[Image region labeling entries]
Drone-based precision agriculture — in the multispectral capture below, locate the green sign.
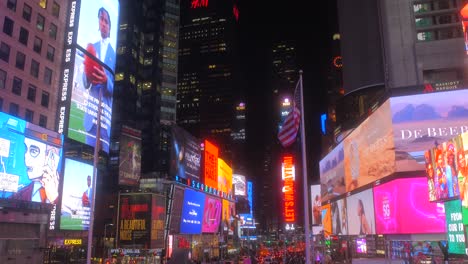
[445,200,465,255]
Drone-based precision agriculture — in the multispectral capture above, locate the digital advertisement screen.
[374,177,445,234]
[170,126,201,181]
[218,158,232,194]
[203,140,218,189]
[58,0,119,152]
[60,158,94,230]
[232,174,247,196]
[390,89,468,171]
[310,184,322,225]
[444,200,466,255]
[319,143,346,202]
[119,126,141,186]
[424,135,468,202]
[202,195,222,233]
[180,189,205,234]
[331,199,348,235]
[342,101,395,193]
[346,189,375,235]
[0,112,63,230]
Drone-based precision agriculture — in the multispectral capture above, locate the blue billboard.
[180,189,205,234]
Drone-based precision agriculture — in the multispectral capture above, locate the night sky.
[239,0,338,183]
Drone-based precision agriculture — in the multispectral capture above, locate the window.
[7,0,16,11]
[39,115,47,127]
[28,84,37,102]
[41,91,49,108]
[36,14,45,31]
[33,37,42,54]
[47,45,55,62]
[0,42,10,62]
[52,1,60,18]
[3,17,15,37]
[39,0,47,9]
[9,103,19,116]
[15,51,26,70]
[44,67,52,84]
[0,70,6,89]
[11,77,23,95]
[23,4,32,22]
[24,109,34,123]
[19,27,29,46]
[49,23,57,39]
[30,60,39,78]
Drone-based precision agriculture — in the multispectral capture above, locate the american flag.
[278,80,302,147]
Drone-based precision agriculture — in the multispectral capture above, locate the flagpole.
[299,70,311,264]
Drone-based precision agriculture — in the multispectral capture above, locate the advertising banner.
[310,184,322,225]
[0,112,63,230]
[374,177,445,234]
[203,140,218,189]
[60,158,94,230]
[202,195,222,233]
[342,100,395,191]
[180,189,205,234]
[170,126,202,181]
[346,189,375,235]
[119,126,141,186]
[118,193,152,248]
[218,158,232,194]
[232,174,247,196]
[62,0,119,152]
[319,143,346,202]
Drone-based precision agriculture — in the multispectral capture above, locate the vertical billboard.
[57,0,119,152]
[319,143,346,202]
[118,193,152,248]
[119,126,141,186]
[310,184,322,225]
[346,189,375,235]
[217,158,232,194]
[169,126,201,181]
[344,100,395,192]
[60,158,94,230]
[232,174,247,196]
[0,112,63,230]
[374,177,445,234]
[390,90,468,171]
[203,140,218,189]
[180,189,205,234]
[202,195,222,233]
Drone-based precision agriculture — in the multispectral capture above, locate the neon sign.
[281,156,296,223]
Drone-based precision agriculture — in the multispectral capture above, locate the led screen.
[58,0,119,152]
[346,189,375,235]
[180,189,205,234]
[202,195,222,233]
[374,177,445,234]
[60,159,94,230]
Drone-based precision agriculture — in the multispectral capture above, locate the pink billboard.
[202,195,222,233]
[374,177,445,234]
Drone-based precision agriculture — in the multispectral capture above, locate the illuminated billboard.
[281,155,296,223]
[319,143,346,202]
[344,101,395,192]
[374,177,445,234]
[169,126,201,181]
[310,184,322,225]
[57,0,119,152]
[232,174,247,196]
[346,189,375,235]
[60,158,94,230]
[217,158,232,194]
[119,126,141,186]
[203,140,218,189]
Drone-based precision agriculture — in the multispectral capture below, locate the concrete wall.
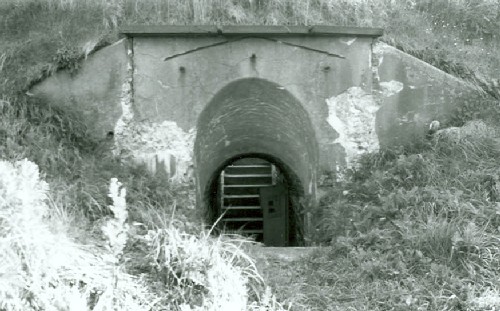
[32,29,486,207]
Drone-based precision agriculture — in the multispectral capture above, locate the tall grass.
[292,121,500,310]
[0,0,500,98]
[0,0,500,310]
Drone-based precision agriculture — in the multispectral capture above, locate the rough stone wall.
[31,36,482,202]
[372,42,484,147]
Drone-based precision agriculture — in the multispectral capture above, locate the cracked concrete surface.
[31,30,481,199]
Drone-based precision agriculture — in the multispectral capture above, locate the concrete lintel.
[121,25,383,37]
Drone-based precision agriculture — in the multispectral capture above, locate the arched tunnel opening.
[194,78,318,246]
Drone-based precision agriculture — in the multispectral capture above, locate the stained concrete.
[32,26,484,212]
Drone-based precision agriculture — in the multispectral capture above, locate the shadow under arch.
[194,78,318,245]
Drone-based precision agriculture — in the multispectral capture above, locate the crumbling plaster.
[31,29,481,192]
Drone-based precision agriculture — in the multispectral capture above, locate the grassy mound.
[0,0,500,310]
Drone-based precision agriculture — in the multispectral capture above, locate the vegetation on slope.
[0,0,500,310]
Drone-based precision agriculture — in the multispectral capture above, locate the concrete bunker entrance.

### GIVEN INSTRUCTION
Rewrite the listing above with every instance of "multispectral capture" switched to "aerial survey image" and nothing else altered. Omit the pictures.

### EXERCISE SOLUTION
Drone-based precision agriculture — in the aerial survey image below, locate the green sign.
[445,200,465,255]
Drone-based precision agriculture — in the aerial survey image above, locate the digital advertisement screen.
[374,177,445,234]
[170,126,201,181]
[218,158,232,194]
[203,140,218,189]
[58,0,119,152]
[60,158,94,230]
[232,174,247,196]
[390,89,468,171]
[310,184,322,225]
[444,200,466,255]
[319,143,346,202]
[119,126,141,186]
[424,135,468,202]
[202,195,222,233]
[180,189,205,234]
[331,199,348,235]
[342,101,395,193]
[346,189,375,235]
[0,112,63,230]
Drone-based precision agriculture — in the aerial survey image above, locate the blue billboard.
[180,189,205,234]
Drone-based precision agriculture — in the aerial survey image above, locate the night sky.
[239,0,338,183]
Drone-based precision agriculture — in the aerial survey image above, locate the window.
[7,0,16,11]
[39,115,47,127]
[28,84,37,102]
[41,91,49,108]
[36,14,45,31]
[33,37,42,54]
[47,45,55,62]
[0,42,10,62]
[52,1,60,18]
[3,17,15,37]
[39,0,47,9]
[9,103,19,116]
[15,51,26,70]
[44,67,52,84]
[0,70,6,89]
[11,77,23,95]
[23,4,32,22]
[24,109,34,123]
[19,27,29,46]
[49,23,57,39]
[30,60,39,78]
Drone-based precision agriculture — in the aerial survey image above, locate the american flag.
[278,80,302,147]
Drone-based precision agriculture — in the aerial survey image above, locate the flagpole.
[299,70,311,264]
Drone-based precision agriculture — in the aerial survey image above, locate the advertising banner.
[310,184,322,225]
[0,112,63,230]
[374,177,445,234]
[203,140,218,189]
[60,158,94,230]
[202,195,222,233]
[342,100,395,191]
[180,189,205,234]
[170,126,202,181]
[346,189,375,235]
[119,126,141,186]
[118,193,152,248]
[218,158,232,194]
[232,174,247,196]
[62,0,119,152]
[319,143,346,202]
Drone-based precision agriculture — in the aerial survey image above, locate the vertical billboard.
[57,0,119,152]
[319,143,346,202]
[118,193,152,248]
[119,126,141,186]
[310,184,322,225]
[346,189,375,235]
[217,158,232,194]
[169,126,201,181]
[344,100,395,192]
[60,158,94,230]
[232,174,247,196]
[0,112,63,230]
[374,177,445,234]
[390,90,468,171]
[203,140,218,189]
[180,189,205,234]
[202,195,222,233]
Drone-based precision agriculture — in the aerial survey image above, locate the neon sign.
[281,156,296,223]
Drone-based precision agriculture — in the aerial survey image above, locate the led screen.
[58,0,119,152]
[346,189,375,235]
[180,189,205,234]
[202,195,222,233]
[374,177,445,234]
[60,159,94,230]
Drone-based precision agriculture — in the aerial survey image above, locate the pink billboard.
[202,195,222,233]
[374,177,445,234]
Drone-based precision agriculture — in the aerial survey image above, locate the illuminated billboard.
[281,155,296,223]
[319,143,346,202]
[344,101,395,192]
[374,177,445,234]
[169,126,201,181]
[310,184,322,225]
[57,0,119,152]
[232,174,247,196]
[346,189,375,235]
[60,158,94,230]
[217,158,232,194]
[119,126,141,186]
[203,140,218,189]
Drone-based precision agriculture — in the aerial survey image below, locate the concrete wall.
[32,29,486,207]
Drone-based precision agriculture — in the aerial survey image above, locate the tall grass.
[292,121,500,310]
[0,0,500,98]
[0,0,500,310]
Drone-based precision agriculture — in the aerial survey image above, locate the rough stone wall.
[31,36,482,202]
[372,42,484,147]
Drone-based precision agriculture — in the aerial survey image above, locate the cracked concrete surface.
[31,30,481,199]
Drone-based precision agriculture — in the aerial survey image above, locate the concrete lintel.
[121,25,383,37]
Drone-based precision agriculture — in the aerial survey image above, locate the arched tunnel opening.
[194,78,318,246]
Drone-based precision agriculture — in the aerial survey image above, locate the stained concrete.
[32,26,484,212]
Drone-based precision agriculture — in the aerial survey image above, locate the shadow under arch.
[194,78,318,245]
Drone-based precision agriculture — in the aerial survey image above, locate the crumbling plaster.
[31,29,481,192]
Drone-based precision agriculture — in the aerial survey image above, locate the grassy mound.
[0,0,500,310]
Drone-based precision agriculture — in the aerial survey image above, locate the vegetation on slope.
[0,0,500,310]
Drone-based precision agriculture — in the aerial survey image above, locate the concrete bunker entrance.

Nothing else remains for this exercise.